[Position identification listing]

────────

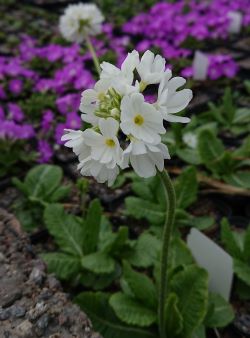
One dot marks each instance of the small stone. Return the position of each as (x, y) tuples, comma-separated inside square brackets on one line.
[(18, 311), (24, 329), (4, 313), (43, 322), (37, 311)]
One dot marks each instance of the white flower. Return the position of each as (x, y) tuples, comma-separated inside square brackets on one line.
[(99, 171), (141, 119), (121, 79), (190, 139), (75, 140), (105, 146), (145, 158), (171, 101), (90, 101), (79, 20), (151, 68)]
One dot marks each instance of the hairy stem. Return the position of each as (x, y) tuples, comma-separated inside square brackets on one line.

────────

* GIVEN REQUEST
Please return every line of the listing above word for word, leaving out the pictures.

* EXERCISE ANSWER
One dot marks each instance of the small stone. Return the position of each as (x, y) tuples, comma-separated inside square brackets on one line.
[(18, 311), (24, 329), (4, 313), (43, 322), (37, 311)]
One dot marks each instance of the white flower. Return the position of each as (x, y) tuples, comma-separated inside square brackets on one line.
[(99, 171), (141, 119), (121, 79), (190, 139), (75, 140), (105, 146), (145, 158), (171, 101), (90, 101), (79, 20), (151, 68)]
One dot marks each instance of the hairy stem. Return the position of each as (x, y) tuples, comma-separated inside square brackets on one line.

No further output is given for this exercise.